> _What is needed_:
Each line of the entries that contains the word "positive" adds one. Reply with the resulting number only.

** The data follows **

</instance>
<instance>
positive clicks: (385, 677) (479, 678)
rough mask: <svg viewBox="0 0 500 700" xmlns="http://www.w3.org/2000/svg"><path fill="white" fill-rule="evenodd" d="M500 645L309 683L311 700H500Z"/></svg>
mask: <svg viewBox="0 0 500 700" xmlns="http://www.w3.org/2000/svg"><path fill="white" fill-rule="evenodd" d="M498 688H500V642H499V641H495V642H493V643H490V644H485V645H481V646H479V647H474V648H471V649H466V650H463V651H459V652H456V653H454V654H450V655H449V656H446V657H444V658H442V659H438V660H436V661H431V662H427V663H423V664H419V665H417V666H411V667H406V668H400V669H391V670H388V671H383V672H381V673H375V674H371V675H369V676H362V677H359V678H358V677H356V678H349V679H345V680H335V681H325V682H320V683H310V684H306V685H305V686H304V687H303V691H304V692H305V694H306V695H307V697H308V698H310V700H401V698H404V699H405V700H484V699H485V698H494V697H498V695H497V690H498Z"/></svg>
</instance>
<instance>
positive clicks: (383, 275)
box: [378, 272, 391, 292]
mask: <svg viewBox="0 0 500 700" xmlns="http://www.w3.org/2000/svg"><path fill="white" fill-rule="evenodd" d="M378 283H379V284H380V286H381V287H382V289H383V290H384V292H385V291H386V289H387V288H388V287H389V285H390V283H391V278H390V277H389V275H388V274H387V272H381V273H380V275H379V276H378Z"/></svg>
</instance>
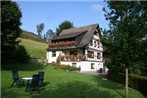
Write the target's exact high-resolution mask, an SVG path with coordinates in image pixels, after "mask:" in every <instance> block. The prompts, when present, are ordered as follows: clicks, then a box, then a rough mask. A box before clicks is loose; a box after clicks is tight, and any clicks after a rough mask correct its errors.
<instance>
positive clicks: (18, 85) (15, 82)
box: [11, 70, 24, 87]
mask: <svg viewBox="0 0 147 98" xmlns="http://www.w3.org/2000/svg"><path fill="white" fill-rule="evenodd" d="M12 78H13V82H12V85H11V87H12V86H13V85H14V83H15V84H16V86H17V87H18V86H20V85H22V84H24V82H23V81H22V80H21V78H20V77H19V74H18V71H17V70H13V71H12Z"/></svg>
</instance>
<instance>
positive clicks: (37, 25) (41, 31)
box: [36, 23, 44, 38]
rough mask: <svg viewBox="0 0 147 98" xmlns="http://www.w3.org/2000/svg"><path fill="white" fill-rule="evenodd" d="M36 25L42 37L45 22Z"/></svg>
mask: <svg viewBox="0 0 147 98" xmlns="http://www.w3.org/2000/svg"><path fill="white" fill-rule="evenodd" d="M36 27H37V33H38V36H39V37H40V38H42V31H43V29H44V23H41V24H39V25H37V26H36Z"/></svg>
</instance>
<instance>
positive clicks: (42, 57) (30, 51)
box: [18, 38, 48, 58]
mask: <svg viewBox="0 0 147 98" xmlns="http://www.w3.org/2000/svg"><path fill="white" fill-rule="evenodd" d="M18 40H21V42H20V45H23V46H24V47H25V48H26V50H27V52H28V54H29V55H30V56H31V57H32V58H46V50H45V49H47V47H48V45H47V43H43V42H38V41H33V40H30V39H24V38H18Z"/></svg>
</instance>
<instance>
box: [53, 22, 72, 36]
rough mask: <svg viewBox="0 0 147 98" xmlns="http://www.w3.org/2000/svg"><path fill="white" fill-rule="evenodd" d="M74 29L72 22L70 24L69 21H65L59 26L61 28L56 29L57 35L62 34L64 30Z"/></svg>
mask: <svg viewBox="0 0 147 98" xmlns="http://www.w3.org/2000/svg"><path fill="white" fill-rule="evenodd" d="M72 27H74V26H73V23H72V22H70V21H68V20H66V21H63V22H62V23H61V24H60V25H59V27H58V28H57V29H56V33H57V35H59V34H60V33H61V32H62V30H64V29H69V28H72Z"/></svg>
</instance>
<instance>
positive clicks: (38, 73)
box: [38, 71, 44, 86]
mask: <svg viewBox="0 0 147 98" xmlns="http://www.w3.org/2000/svg"><path fill="white" fill-rule="evenodd" d="M38 75H39V80H40V85H41V86H43V80H44V72H43V71H39V72H38Z"/></svg>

** End of The data **

> _Answer to the exercise_:
6